→ PROBLEMA BREVE A: Transcribe del texto sobre las drogas en la cárcel el fragmento que comienza en las palabras "Por un lado, las" y termina después de "mucho más rentable.".
→ PROBLEMA BREVE B: Según el texto sobre las drogas en la cárcel, ¿a qué consecuencias puede enfrentarse quien intente introducir droga en su cuerpo?

En la cárcel, las drogas entran con la misma facilidad con la que la vida se vuelve insostenible. Las visitas, que deberían ser el único hilo que conecta al prisionero con el mundo exterior, se transforman en el principal punto de acceso para el tráfico de sustancias. Los controles, que podrían parecer rigurosos, no son más que una farsa que internos y cómplices—guardias incluidos—juegan a diario. En un sistema donde la mentira se convierte en moneda de cambio, la droga, como una ironía cruel, se cuela por cada rendija de la seguridad.
Por un lado, las visitas son revisadas. Sin embargo, pese a los esfuerzos por evitar que las drogas lleguen al interior, la creatividad humana—esa habilidad para encontrar un camino donde no lo hay—demuestra que todo puede pasarse si se tiene la astucia suficiente. Quien intente introducir droga en su cuerpo, por ejemplo, puede enfrentarse a la prohibición de futuras visitas o, peor aún, terminar tras las rejas. Sin embargo, esta es solo una de las facetas de un sistema mucho más rentable.
La otra cara de la moneda es aún más lucrativa. Aquí, el guardia—ese ser que debería velar por el orden—se convierte en cómplice necesario. Y si no lo es, se vuelve alguien que mira hacia otro lado, tal vez con un poco de indiferencia, tal vez con un toque de desprecio. La mayoría de los guardias forman parte de una red jerárquica donde el tráfico de drogas es solo una pieza dentro de un engranaje que llega hasta las más altas esferas de la política. No es solo el dinero de los presos lo que les interesa, sino también el flujo constante de bienes y favores que les permite conservar su poder.

→ INFORMACIÓN REGISTRADA:
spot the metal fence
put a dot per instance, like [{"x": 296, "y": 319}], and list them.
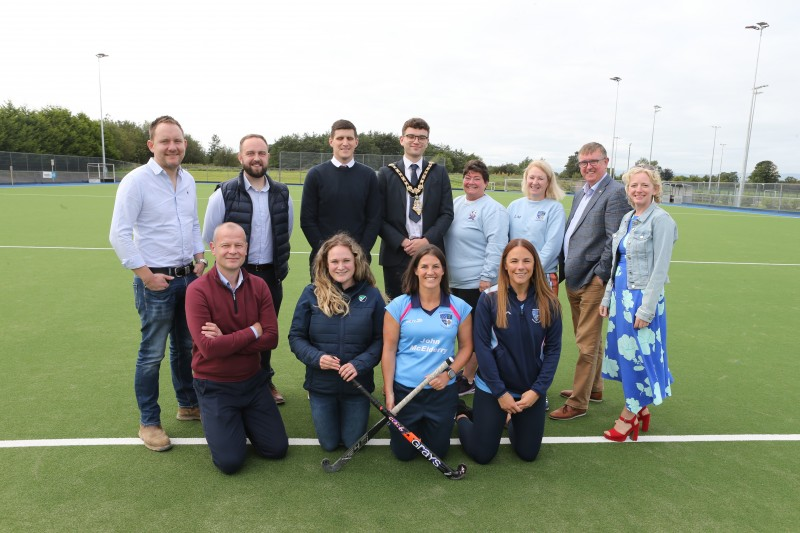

→ RESULTADO A:
Por un lado, las visitas son revisadas. Sin embargo, pese a los esfuerzos por evitar que las drogas lleguen al interior, la creatividad humana—esa habilidad para encontrar un camino donde no lo hay—demuestra que todo puede pasarse si se tiene la astucia suficiente. Quien intente introducir droga en su cuerpo, por ejemplo, puede enfrentarse a la prohibición de futuras visitas o, peor aún, terminar tras las rejas. Sin embargo, esta es solo una de las facetas de un sistema mucho más rentable.

→ RESULTADO B: A la prohibición de futuras visitas o, peor aún, a terminar tras las rejas.